# [Task requirements]
**a)** Answer these from the fish camp story below:
(i) Where were the narrator and Provo having their evening drinks?
(ii) What kind of meal had the group eaten earlier?
(iii) What drew the skunk out of the dark?
**b)** Write out the stretch of the fish camp story from "And it was quite" through "you can imagine.", word for word.

# [Extract]
---*---
Provo and I were polishing off our third-to-last or fourth-to-last evening drinks on the front stoop of Uncle Joe’s Fish Camp down in Clewiston during a duck trip a couple Decembers ago. The crowd had dispersed for the evening and left us to blather away on a tailgate about whatever subjects the Beam would lead us to.
And it was quite the mess on the patio – a collection of duck hunters is a savage band of outdoorsmen who can be quite cavemanish. We’d had a fish fry, and grease and small flecks of burned breading had covered the concrete and empty beer cans strewn between our various rooms as if one would finish a beer and just drop the can wherever. No, wait, that’s exactly what happened. It’s all very classy, as you can imagine.
Well, this spotted skunk, oblivious or undeterred by our drivel and boastings, snuck out of the dark and under the patio lights, no doubt lured in by the smell of cooked fish. He was clearly a camp veteran, knowing how and when to get a free meal. He shuffled about, eating the detritus of our earlier feast like burned fish breading was part of its natural diet, something game managers may want to consider if interested in bolstering spotted skunk populations on their property. Maybe it was just the whiskey talking, but this guy was about the most adorable little creature I’d ever seen. Cute as a button with a striking coat of white blotches mottling with the black hairs, he’d last about ten minutes in a Petco before a downtrodden mother was whined into taking him home to a loving family.
---*---
# [Information shown]
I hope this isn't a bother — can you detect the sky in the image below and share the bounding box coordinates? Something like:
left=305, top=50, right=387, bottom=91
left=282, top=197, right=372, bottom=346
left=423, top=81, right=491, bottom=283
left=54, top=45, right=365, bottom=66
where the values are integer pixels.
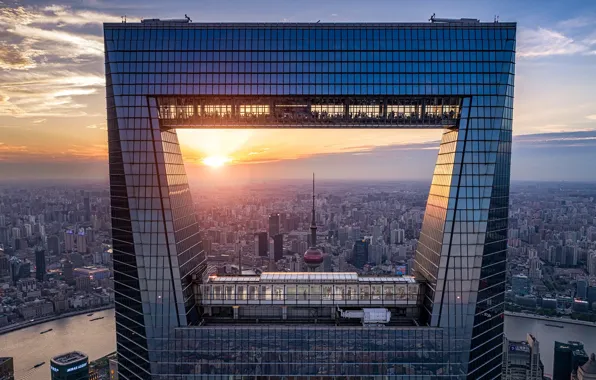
left=0, top=0, right=596, bottom=183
---*---
# [Solutions to the problems]
**a)**
(i) On the front stoop of Uncle Joe’s Fish Camp in Clewiston.
(ii) A fish fry.
(iii) The smell of cooked fish.

**b)**
And it was quite the mess on the patio – a collection of duck hunters is a savage band of outdoorsmen who can be quite cavemanish. We’d had a fish fry, and grease and small flecks of burned breading had covered the concrete and empty beer cans strewn between our various rooms as if one would finish a beer and just drop the can wherever. No, wait, that’s exactly what happened. It’s all very classy, as you can imagine.